### Text block ###
Inonu University Turgut Ozal Medical Center in Malatya, central Turkey was established in 1996. Liver transplantation was established there 18 years ago by Vedat Kirimlioglu, and by Sezai Yilmaz, who directs the Liver Transplant Institute, which opened as a separate building on the Medical Center grounds in 2016 as the world’s first dedicated Liver Transplant Institute and Hospital. During that time, more than 3000 liver transplants have been performed, of which over 400 were for hepatocellular carcinoma (HCC). HCC transplants are averaging about 40 per year. We now perform the largest number of living donor liver transplants in Turkey and for any center in Europe. In June 2019, we performed five simultaneous living donor liver transplantations including one pediatric and four adult patients. This shows that we have accumulated considerable experience. Experienced centers have the personnel, equipment, and facilities to perform multiple simultaneous procedures and need to perform multiple simultaneous procedures under needed conditions, such as planned and emergency liver transplantations and “swap” liver transplants. This may reflect the greater than 75% 5-year survival rate for patients with HCC and the relatively low cost ($50,000 compared with approximately $550,000 in the USA). Furthermore, our liver transplant program is based predominantly on the use of live donors, as a result of which, there is minimal time to wait for the surgery. As a result, patients and their families come from across the Middle East and Central Asia. As a fringe benefit, Malatya province provides 80% of the world’s apricots.
###
## Exercise
Answer from the text on liver transplantation in Malatya:
(a) In what year was the Medical Center established?
(b) About how many HCC transplants are performed per year on average?
(c) What approximate cost is given for the USA?
### Extracted information ###
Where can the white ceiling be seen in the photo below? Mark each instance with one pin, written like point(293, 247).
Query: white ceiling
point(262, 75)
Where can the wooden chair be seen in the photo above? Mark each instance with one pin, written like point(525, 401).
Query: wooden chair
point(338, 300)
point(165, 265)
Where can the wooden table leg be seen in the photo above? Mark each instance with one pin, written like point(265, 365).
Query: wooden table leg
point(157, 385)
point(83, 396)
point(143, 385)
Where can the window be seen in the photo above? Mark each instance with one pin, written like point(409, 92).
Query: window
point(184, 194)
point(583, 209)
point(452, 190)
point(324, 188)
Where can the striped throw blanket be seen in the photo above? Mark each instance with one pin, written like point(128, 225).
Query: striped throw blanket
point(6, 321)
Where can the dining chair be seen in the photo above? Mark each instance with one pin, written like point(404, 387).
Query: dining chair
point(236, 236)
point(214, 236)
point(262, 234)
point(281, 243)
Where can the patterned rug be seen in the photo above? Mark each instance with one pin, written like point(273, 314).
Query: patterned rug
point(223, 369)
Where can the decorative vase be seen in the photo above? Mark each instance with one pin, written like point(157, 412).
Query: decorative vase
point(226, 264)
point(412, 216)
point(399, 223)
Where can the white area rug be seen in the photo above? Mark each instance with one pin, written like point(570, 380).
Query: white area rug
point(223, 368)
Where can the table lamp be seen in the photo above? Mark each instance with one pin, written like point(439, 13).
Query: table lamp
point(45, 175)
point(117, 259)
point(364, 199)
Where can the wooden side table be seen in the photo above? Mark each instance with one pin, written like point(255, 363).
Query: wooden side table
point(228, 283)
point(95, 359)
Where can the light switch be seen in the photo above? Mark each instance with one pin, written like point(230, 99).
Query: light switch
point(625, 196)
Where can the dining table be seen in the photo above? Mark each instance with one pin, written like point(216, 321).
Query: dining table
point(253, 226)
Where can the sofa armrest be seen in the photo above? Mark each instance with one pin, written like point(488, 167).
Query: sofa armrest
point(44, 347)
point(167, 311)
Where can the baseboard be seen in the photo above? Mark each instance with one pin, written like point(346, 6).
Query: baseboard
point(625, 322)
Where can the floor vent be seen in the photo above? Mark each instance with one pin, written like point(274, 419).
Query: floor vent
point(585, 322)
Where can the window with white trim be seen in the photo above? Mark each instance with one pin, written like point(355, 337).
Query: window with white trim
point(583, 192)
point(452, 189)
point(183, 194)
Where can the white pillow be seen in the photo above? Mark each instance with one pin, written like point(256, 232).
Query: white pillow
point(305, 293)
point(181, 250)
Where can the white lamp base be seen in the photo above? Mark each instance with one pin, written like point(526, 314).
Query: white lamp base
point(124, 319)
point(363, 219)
###
## Response
(a) 1996
(b) About 40
(c) Approximately $550,000